▶ [ACTIVITY]:
Using the text on correlative microscopy of nanoparticles, explain in one to three sentences why the combined techniques could locate the nanoparticles in conditions very close to how the cells would be naturally.

The study has combined the fluorescence technique of stochastic optical reconstruction microscopy (dSTORM) with transmission electron microscopy on samples prepared using cryomethods: high-pressure freezing (HPF), cryosubstitution and cryoinclusion in acrylic resins. The correlation of these techniques has made it possible to locate with great precision the location of the nanoparticles in the context of the preserved cellular ultrastructure, in conditions very close to how the cells would be in natural conditions, thanks to the advantages that cryotechniques provide to structural preservation.
Nanoparticles are used to encapsulate therapeutic cargos for release at a specific or target location. Intracellular trafficking governs the distribution of nanoparticles and their charge throughout the different cellular compartments and therefore determines their efficiency and safety. Therefore, research in this area is very important both to understand the biological fate of nanoparticles and to improve their design to facilitate the delivery of the drug to its target.
Individual fluorescently labeled poly(lactide-co-glycolide)-poly(ethylene glycol) (PLGA-PEG) nanoparticles were visualized directly by dSTORM and assigned to cellular compartments by transmission electron microscopy. They first tracked the nanoparticles along the endolysosomal pathway at different time points, then demonstrated the effect of chloroquine on their intracellular distribution (i.e., endosomal escape).
The proposed protocol can apply to fluorescent nanoparticles and/or cargo, including those that cannot be detected by TEM alone. This study is of great relevance to obtain important insights into nanoparticle trafficking and crucial for the design of more complex nanomaterials for cytoplasmic/nucleic drug delivery.

▶ [DATA FOR REVIEW]:
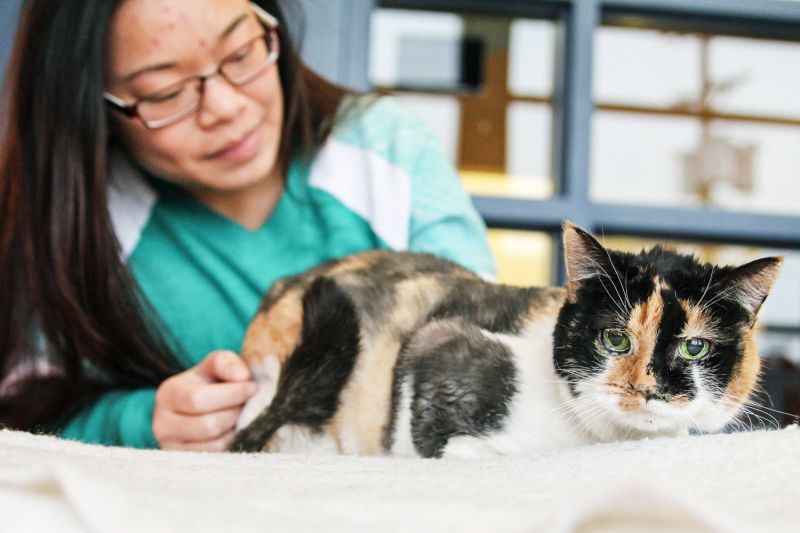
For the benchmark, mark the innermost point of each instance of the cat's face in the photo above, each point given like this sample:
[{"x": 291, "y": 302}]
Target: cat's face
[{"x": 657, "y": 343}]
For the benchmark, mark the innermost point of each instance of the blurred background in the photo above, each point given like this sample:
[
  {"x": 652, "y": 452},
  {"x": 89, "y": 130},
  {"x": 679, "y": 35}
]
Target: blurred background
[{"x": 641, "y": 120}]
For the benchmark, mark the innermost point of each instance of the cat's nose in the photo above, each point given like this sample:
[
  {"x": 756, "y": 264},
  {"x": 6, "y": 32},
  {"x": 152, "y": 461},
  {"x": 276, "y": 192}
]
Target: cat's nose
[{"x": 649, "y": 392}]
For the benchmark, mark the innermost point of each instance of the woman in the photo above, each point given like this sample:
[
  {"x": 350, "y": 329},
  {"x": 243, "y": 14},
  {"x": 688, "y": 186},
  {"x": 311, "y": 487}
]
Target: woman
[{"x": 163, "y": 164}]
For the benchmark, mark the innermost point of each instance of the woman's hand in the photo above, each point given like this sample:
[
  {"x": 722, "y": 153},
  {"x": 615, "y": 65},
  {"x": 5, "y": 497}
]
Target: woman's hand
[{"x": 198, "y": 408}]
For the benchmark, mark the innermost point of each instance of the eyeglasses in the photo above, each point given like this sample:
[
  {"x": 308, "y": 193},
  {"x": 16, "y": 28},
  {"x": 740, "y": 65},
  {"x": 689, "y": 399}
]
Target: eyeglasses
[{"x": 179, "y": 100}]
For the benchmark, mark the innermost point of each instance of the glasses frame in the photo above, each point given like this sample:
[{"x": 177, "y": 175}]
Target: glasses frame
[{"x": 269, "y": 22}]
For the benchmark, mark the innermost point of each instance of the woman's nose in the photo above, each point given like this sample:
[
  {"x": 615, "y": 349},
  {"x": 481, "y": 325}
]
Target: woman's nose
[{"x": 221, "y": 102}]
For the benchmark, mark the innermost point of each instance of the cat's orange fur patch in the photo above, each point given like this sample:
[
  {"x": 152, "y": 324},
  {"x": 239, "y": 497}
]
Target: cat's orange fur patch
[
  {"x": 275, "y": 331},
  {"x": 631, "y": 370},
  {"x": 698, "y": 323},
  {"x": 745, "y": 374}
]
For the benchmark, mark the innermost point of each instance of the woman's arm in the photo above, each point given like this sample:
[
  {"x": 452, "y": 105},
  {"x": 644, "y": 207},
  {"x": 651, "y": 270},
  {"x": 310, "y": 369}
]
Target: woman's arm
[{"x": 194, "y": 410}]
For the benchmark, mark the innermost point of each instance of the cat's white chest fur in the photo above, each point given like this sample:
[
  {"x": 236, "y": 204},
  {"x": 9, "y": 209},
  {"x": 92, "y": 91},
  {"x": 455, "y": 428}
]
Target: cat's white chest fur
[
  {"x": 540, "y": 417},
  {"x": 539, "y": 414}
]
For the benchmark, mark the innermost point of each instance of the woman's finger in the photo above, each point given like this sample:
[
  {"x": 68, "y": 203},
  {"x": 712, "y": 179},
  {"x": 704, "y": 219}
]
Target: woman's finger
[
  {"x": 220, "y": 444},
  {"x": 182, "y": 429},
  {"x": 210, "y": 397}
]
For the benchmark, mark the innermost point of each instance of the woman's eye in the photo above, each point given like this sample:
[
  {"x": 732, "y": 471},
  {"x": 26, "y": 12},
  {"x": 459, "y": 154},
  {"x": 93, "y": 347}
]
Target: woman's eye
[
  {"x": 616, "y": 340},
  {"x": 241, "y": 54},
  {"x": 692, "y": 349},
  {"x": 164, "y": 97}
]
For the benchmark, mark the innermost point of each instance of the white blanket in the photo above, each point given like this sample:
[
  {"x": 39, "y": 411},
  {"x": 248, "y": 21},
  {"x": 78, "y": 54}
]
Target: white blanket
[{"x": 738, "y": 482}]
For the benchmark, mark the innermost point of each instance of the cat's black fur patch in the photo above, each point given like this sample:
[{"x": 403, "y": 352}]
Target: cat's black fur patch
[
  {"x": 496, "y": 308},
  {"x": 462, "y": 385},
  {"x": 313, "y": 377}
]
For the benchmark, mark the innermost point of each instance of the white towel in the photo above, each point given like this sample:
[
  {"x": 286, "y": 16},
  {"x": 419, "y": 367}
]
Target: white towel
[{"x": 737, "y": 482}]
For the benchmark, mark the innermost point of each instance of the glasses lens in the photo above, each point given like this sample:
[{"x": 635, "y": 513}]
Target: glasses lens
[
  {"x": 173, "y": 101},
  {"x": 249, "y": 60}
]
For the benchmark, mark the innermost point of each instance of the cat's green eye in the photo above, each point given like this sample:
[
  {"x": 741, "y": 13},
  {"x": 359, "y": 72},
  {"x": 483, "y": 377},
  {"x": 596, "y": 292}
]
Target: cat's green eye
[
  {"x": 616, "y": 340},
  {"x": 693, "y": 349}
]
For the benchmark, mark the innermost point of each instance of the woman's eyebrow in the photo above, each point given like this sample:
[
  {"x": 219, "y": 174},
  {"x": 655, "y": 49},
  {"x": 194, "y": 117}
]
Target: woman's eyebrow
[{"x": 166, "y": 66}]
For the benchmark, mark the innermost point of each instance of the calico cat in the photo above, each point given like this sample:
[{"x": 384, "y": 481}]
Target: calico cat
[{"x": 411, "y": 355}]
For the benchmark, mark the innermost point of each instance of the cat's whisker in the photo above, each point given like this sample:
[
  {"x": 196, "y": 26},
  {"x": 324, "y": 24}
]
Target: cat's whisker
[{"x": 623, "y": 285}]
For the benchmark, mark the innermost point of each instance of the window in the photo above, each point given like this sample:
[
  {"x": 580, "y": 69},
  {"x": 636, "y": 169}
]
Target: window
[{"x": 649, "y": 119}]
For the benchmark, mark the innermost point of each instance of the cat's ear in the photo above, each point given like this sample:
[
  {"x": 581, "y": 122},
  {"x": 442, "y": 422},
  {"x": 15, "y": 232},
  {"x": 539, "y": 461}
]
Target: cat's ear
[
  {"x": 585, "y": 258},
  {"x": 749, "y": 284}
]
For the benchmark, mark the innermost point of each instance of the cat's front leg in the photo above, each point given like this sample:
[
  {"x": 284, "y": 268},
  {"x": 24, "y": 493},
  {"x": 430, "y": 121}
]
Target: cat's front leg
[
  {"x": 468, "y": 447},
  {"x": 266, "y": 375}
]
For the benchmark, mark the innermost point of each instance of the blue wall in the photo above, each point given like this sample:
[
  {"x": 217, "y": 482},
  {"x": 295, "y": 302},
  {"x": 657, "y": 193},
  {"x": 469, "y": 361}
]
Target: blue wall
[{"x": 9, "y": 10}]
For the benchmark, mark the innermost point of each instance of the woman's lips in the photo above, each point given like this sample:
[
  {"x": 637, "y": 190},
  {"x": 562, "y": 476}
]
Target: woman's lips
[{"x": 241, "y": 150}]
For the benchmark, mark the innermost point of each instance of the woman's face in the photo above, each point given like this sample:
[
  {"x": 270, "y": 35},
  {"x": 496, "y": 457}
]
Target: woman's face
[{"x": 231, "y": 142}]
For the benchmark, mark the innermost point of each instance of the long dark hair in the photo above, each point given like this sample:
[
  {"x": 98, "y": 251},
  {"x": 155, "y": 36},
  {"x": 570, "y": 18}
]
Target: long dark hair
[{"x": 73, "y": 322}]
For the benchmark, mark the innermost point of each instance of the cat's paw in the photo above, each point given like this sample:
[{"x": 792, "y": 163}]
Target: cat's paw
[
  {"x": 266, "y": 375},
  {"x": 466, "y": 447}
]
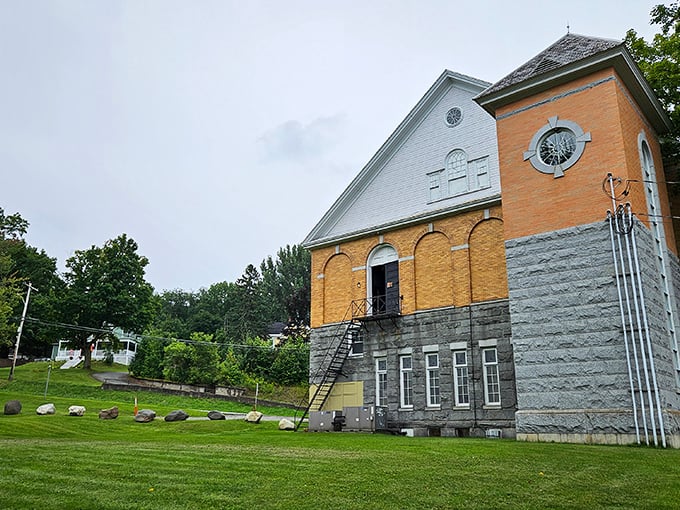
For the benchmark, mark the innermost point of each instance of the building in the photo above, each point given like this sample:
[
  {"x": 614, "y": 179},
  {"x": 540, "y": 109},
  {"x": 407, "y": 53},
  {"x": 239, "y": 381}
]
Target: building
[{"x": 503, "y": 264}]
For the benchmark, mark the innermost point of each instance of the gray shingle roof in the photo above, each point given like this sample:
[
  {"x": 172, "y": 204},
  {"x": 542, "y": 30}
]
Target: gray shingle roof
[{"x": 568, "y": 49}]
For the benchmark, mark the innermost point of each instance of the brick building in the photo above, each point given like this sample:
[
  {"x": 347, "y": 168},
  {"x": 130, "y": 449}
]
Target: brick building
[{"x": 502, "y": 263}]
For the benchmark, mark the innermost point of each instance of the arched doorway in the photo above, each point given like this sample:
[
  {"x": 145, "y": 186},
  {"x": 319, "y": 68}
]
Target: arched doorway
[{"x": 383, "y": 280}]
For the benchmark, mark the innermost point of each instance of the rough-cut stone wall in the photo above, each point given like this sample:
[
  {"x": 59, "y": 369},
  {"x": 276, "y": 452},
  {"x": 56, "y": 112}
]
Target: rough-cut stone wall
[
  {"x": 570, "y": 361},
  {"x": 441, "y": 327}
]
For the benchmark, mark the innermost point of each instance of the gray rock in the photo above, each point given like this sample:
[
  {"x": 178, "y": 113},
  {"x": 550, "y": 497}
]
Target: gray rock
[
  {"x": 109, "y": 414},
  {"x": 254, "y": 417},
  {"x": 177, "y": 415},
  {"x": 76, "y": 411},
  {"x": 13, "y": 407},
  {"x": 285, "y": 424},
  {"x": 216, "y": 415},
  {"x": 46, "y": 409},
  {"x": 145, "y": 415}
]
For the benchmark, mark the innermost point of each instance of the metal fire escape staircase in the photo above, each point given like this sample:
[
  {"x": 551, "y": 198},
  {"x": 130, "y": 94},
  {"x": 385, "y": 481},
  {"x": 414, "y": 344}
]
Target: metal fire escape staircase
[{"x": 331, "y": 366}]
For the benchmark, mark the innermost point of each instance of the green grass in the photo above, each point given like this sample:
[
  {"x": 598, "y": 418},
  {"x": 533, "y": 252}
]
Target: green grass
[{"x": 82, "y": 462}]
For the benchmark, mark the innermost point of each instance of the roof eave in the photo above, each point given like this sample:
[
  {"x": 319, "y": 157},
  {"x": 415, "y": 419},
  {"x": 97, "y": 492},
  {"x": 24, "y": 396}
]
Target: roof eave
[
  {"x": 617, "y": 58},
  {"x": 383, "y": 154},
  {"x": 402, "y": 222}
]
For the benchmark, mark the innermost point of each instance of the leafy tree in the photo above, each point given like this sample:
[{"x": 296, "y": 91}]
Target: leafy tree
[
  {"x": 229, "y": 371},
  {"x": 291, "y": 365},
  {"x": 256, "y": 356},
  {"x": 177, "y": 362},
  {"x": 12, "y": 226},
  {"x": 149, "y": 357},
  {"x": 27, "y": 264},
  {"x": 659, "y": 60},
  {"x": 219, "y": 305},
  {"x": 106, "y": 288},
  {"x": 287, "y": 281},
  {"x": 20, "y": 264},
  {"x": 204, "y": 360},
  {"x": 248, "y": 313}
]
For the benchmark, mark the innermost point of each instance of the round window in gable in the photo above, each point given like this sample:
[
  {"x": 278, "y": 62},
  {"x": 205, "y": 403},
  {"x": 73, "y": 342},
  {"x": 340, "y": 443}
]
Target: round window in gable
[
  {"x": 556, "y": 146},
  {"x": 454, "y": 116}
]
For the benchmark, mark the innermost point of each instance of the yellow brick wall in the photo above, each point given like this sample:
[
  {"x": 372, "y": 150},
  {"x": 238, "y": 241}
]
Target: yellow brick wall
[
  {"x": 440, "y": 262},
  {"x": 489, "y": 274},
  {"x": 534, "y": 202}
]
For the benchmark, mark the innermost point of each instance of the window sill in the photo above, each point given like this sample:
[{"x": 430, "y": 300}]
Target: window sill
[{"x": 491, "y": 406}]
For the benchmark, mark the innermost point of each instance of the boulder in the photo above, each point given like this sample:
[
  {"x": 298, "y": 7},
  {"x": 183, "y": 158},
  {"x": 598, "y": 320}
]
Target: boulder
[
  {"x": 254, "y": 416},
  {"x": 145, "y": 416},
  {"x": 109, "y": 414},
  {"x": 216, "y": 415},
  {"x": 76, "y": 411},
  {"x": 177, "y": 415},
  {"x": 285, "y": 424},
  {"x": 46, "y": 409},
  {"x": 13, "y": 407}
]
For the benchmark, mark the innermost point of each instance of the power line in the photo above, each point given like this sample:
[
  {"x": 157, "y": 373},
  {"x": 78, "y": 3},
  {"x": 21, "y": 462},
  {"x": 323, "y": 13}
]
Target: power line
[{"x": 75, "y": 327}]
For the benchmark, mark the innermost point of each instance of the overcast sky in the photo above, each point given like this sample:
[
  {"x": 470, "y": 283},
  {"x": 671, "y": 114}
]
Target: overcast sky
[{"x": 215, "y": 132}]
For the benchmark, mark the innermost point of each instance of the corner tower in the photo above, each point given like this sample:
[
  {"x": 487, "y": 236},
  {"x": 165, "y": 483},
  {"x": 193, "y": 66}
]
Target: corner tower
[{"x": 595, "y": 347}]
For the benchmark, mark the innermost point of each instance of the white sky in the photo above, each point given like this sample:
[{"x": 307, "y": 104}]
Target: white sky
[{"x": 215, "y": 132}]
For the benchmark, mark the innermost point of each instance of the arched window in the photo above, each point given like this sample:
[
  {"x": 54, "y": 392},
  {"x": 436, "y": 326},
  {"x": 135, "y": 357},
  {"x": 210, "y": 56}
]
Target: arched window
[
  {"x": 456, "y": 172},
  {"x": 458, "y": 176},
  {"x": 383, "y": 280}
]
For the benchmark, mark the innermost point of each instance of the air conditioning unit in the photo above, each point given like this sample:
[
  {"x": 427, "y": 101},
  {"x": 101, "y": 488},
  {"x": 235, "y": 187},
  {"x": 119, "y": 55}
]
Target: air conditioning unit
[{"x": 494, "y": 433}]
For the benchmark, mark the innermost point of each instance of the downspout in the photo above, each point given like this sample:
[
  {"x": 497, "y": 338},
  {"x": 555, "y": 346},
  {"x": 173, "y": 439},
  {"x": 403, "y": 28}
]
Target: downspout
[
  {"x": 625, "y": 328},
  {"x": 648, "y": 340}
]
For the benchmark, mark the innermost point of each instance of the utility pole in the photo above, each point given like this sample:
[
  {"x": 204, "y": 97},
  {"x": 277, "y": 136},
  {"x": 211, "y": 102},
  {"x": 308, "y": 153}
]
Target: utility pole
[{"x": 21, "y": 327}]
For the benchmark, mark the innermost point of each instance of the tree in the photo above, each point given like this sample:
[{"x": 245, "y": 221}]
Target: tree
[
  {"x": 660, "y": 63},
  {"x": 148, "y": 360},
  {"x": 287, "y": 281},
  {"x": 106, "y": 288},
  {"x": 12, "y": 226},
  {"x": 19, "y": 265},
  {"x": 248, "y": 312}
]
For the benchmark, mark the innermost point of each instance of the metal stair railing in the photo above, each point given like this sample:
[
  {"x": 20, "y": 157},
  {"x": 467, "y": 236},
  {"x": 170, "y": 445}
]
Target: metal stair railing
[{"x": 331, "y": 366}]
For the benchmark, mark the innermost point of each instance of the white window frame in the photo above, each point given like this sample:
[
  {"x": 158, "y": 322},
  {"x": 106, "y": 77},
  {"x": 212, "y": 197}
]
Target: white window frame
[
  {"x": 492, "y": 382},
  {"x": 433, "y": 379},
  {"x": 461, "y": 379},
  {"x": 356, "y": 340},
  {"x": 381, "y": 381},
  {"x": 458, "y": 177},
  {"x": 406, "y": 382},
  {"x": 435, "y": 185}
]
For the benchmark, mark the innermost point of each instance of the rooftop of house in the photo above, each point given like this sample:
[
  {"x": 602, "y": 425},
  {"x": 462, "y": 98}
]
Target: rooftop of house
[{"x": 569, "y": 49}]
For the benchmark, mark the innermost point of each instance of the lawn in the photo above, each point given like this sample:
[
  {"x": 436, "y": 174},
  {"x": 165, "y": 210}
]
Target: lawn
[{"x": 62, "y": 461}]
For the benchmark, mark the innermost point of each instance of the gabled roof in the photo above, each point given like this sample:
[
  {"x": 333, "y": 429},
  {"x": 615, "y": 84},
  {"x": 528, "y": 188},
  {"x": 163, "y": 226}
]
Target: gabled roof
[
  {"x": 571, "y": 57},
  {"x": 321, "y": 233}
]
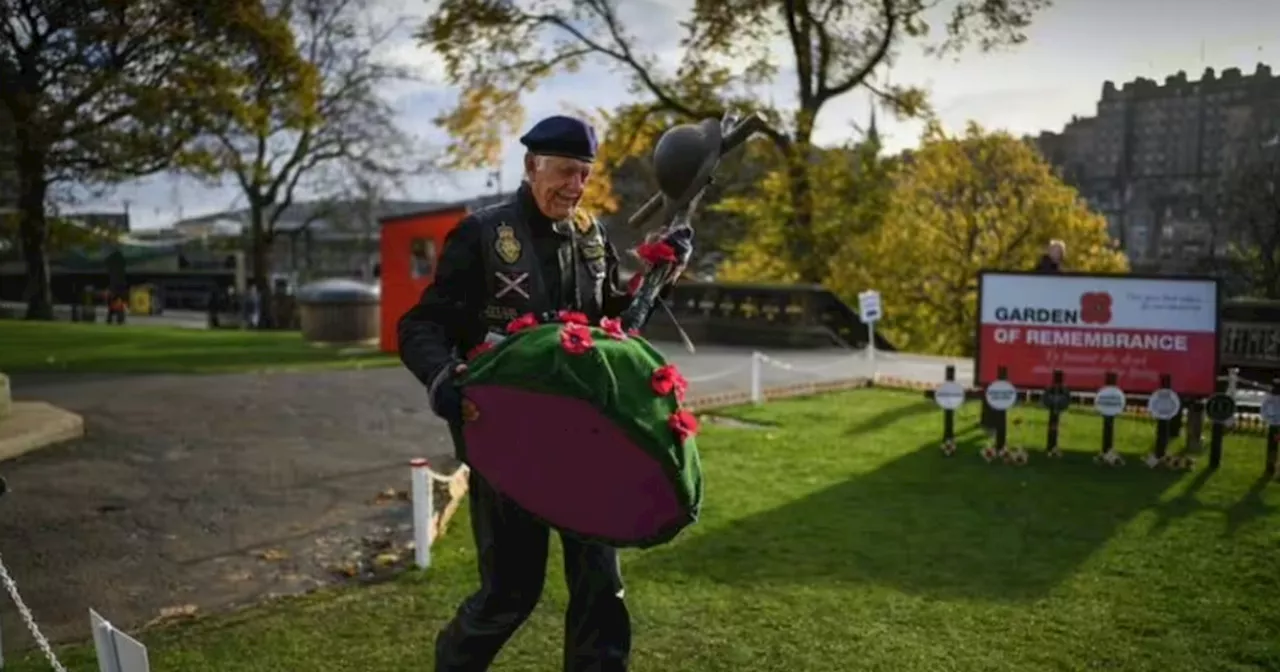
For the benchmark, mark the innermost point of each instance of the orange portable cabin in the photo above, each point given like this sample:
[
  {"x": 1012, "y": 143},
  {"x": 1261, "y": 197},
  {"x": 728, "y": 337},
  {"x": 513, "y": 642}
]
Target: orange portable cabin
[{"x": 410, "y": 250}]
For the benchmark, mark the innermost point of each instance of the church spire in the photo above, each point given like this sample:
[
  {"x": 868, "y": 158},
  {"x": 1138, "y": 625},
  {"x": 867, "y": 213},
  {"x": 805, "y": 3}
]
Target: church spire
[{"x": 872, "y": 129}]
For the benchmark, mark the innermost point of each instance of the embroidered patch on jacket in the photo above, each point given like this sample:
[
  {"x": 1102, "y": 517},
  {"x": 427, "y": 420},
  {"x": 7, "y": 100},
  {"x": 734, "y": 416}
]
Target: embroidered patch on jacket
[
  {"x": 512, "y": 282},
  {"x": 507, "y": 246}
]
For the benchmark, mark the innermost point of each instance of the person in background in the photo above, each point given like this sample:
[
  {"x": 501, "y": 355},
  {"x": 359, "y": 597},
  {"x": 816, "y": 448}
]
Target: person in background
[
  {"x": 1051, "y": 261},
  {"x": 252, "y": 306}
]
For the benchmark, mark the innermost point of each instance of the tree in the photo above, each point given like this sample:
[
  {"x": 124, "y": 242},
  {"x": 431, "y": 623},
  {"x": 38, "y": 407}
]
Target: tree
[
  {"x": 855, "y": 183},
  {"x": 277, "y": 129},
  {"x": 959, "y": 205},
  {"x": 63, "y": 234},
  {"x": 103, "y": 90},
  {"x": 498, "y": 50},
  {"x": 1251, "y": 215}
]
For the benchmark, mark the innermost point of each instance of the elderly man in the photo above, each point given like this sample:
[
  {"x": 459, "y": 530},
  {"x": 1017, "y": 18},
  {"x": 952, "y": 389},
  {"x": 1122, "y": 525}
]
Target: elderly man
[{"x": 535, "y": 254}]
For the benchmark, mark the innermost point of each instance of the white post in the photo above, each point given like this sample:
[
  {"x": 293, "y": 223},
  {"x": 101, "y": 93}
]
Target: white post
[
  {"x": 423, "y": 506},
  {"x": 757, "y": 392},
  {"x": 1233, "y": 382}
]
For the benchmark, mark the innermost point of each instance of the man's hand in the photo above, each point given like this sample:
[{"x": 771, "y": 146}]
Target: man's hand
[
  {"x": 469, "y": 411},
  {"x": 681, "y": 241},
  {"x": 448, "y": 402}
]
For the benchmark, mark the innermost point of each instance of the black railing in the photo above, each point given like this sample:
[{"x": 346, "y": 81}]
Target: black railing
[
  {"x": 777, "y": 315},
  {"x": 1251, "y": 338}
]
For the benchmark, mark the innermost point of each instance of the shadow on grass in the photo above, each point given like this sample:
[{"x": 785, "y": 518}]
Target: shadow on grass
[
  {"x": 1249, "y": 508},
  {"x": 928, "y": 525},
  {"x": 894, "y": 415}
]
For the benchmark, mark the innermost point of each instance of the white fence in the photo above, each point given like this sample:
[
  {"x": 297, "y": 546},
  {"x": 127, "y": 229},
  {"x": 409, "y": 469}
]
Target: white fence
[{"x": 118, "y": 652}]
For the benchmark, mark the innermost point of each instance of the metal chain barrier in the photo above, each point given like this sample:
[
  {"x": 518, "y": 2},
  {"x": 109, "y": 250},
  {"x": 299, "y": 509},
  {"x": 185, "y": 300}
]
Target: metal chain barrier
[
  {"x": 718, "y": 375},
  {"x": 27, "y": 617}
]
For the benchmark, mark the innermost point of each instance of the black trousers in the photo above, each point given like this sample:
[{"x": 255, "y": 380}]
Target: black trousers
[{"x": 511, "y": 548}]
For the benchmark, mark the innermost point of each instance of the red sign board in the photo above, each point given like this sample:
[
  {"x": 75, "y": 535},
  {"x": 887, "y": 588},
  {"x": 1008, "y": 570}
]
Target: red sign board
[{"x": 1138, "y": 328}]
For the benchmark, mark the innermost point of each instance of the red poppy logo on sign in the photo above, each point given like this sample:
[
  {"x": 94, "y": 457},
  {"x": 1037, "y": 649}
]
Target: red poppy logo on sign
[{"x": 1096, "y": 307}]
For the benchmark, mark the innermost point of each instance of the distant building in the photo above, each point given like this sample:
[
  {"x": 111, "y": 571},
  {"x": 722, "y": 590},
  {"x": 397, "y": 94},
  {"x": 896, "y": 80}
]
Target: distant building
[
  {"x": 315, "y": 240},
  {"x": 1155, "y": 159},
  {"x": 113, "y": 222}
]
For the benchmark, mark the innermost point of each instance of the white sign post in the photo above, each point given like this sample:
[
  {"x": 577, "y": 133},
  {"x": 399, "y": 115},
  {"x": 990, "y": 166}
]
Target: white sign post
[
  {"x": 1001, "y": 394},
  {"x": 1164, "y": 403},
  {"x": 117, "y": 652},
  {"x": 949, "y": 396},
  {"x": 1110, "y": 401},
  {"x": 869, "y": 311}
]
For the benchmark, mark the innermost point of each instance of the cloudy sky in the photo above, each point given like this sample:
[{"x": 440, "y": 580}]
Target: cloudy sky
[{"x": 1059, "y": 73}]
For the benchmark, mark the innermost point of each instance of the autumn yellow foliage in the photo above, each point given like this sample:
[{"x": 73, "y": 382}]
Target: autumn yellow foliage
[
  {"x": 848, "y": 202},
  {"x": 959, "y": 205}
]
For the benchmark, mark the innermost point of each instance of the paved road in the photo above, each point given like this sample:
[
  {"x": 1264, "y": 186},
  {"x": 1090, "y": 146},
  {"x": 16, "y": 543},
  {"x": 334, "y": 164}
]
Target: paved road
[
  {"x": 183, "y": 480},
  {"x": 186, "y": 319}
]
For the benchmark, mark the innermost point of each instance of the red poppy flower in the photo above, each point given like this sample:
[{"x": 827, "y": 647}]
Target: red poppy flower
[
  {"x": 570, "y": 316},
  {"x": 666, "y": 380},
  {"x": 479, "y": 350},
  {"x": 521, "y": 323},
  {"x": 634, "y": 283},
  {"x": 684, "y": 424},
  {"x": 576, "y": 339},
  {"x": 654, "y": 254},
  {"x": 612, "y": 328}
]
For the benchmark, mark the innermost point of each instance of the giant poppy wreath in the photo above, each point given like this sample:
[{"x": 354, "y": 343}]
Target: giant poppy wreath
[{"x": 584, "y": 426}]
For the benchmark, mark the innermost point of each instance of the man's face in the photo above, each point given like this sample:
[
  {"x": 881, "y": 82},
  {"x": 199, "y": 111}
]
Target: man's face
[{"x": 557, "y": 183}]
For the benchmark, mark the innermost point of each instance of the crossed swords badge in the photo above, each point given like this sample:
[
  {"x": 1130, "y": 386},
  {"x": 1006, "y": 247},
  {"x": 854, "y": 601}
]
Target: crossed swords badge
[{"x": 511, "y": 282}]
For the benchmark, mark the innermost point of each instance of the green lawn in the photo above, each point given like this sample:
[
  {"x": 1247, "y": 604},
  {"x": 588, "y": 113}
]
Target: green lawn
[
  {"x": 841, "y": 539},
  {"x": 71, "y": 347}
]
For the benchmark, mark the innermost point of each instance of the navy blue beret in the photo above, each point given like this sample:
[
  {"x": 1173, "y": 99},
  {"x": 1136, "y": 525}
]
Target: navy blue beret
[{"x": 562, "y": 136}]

▶ [WRITTEN RESPONSE]:
The samples were prepared with cryomethods: high-pressure freezing, cryosubstitution and cryoinclusion in acrylic resins. Cryotechniques help preserve structure, so the cellular ultrastructure was kept close to its natural state while dSTORM and transmission electron microscopy pinpointed where the nanoparticles were.